◆ What is asked
Copy the material from its beginning up to and including the line with "pixel 228 419", changing "patchwork quilt" to "knitted blanket" and keeping all else the same. Leave the pictures out.
━━ Data section
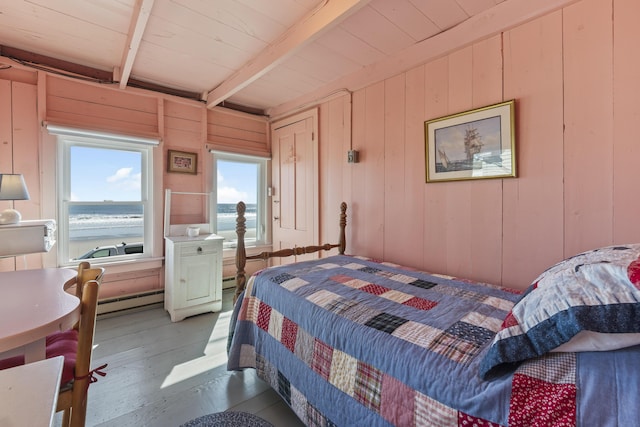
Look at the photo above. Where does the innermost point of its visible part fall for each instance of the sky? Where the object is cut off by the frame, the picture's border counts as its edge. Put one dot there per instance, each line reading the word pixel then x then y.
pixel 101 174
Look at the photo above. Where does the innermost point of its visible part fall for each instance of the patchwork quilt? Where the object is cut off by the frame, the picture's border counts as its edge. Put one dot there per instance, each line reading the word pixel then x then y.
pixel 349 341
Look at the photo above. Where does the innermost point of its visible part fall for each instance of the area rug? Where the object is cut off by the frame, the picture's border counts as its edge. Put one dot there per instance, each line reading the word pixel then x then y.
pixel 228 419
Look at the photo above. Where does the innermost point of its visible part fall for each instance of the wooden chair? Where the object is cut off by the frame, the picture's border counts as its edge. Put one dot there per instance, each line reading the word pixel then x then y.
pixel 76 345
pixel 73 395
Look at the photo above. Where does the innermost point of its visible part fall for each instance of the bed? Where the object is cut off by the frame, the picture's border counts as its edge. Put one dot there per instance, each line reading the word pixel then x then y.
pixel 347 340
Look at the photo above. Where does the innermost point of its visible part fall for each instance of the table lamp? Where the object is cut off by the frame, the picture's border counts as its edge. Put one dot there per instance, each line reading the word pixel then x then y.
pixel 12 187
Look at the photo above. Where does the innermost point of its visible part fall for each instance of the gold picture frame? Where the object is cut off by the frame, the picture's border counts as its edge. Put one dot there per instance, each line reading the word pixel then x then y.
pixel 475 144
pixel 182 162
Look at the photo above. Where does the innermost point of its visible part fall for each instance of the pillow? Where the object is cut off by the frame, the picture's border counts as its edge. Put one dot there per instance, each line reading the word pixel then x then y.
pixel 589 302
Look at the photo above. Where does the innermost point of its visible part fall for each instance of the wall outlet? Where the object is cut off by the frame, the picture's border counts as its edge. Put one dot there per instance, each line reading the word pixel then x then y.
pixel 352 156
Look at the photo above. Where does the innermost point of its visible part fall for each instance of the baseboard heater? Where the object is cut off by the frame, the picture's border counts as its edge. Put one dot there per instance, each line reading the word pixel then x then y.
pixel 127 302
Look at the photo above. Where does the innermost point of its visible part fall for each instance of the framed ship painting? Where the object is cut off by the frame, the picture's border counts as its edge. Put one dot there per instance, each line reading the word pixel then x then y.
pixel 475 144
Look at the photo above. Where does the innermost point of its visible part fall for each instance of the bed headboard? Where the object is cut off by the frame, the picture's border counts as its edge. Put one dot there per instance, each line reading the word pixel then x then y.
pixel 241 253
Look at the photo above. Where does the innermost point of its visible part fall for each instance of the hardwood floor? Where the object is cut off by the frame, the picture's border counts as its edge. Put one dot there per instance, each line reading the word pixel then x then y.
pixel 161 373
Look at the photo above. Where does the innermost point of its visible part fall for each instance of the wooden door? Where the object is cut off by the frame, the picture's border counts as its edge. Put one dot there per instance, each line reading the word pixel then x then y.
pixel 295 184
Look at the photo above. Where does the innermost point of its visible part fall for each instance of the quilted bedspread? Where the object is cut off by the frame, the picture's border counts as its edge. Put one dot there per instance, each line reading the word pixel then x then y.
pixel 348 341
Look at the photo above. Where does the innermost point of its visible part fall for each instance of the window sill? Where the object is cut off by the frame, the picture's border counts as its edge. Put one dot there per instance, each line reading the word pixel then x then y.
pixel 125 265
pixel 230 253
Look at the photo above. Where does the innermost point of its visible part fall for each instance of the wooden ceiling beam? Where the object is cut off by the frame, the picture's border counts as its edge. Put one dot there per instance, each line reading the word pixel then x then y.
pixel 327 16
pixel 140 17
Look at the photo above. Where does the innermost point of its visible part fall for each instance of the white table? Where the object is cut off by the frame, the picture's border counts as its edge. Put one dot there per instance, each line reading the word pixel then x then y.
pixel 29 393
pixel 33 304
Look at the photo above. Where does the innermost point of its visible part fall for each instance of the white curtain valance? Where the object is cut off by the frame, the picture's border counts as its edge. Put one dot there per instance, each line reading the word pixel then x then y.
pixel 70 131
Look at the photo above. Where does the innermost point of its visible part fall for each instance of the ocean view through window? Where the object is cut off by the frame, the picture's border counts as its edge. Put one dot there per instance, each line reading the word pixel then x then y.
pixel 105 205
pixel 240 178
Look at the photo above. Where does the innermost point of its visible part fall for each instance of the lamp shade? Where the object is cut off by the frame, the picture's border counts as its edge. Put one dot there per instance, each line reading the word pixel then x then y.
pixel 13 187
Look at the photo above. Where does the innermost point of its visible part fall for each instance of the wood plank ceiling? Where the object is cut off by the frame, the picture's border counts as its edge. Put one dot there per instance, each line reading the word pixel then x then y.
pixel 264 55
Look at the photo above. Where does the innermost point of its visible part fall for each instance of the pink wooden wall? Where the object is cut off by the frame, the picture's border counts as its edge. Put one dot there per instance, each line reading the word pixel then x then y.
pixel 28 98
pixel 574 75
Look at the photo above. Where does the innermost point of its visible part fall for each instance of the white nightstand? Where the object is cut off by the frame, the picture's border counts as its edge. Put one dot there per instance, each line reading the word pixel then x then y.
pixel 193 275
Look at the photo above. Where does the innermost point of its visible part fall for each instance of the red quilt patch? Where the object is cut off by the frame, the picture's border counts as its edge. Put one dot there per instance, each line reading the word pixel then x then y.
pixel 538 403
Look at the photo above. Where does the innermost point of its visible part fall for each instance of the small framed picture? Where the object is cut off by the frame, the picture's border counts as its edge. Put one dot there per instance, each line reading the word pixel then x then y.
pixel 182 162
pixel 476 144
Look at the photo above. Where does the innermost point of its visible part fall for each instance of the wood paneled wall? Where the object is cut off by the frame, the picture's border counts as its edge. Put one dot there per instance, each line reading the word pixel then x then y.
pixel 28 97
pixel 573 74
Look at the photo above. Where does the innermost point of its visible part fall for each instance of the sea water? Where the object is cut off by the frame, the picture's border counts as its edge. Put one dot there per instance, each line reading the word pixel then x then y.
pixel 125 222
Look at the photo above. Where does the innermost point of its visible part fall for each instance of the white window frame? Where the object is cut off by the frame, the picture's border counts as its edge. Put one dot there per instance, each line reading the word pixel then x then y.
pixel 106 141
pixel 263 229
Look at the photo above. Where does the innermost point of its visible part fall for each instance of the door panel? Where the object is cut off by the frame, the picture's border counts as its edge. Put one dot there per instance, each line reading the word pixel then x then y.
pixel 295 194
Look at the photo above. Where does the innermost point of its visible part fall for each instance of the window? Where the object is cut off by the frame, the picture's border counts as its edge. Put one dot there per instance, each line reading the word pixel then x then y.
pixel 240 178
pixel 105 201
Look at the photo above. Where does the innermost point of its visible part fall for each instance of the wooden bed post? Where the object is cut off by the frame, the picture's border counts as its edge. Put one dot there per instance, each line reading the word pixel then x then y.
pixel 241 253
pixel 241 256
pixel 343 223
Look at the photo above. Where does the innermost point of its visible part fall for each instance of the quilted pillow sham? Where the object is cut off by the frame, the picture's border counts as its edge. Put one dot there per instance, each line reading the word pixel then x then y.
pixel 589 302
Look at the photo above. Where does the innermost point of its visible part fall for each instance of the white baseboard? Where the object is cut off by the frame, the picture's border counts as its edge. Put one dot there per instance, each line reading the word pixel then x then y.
━━━━
◆ Reply to the task
Look at the photo above. Where does the innermost point of its visible part fall for each instance of the sky? Where the object is cut off by the frame, the picture's border counts as its edge. Put one dot there per instance, each line reading the word pixel then x then y.
pixel 101 174
Look at the photo above. Where does the innermost point of its visible part fall for each instance of the knitted blanket? Where the object is cut off by the frame, the picture's border counts as its edge. Put one dot there per instance, each line reading the word pixel then x then y.
pixel 349 341
Look at the photo above. Where does the innermost point of its visible part fall for each instance of the area rug? Where the object is cut off by the frame, the picture's border counts as its edge. Put one dot there per instance, each line reading the word pixel then x then y.
pixel 228 419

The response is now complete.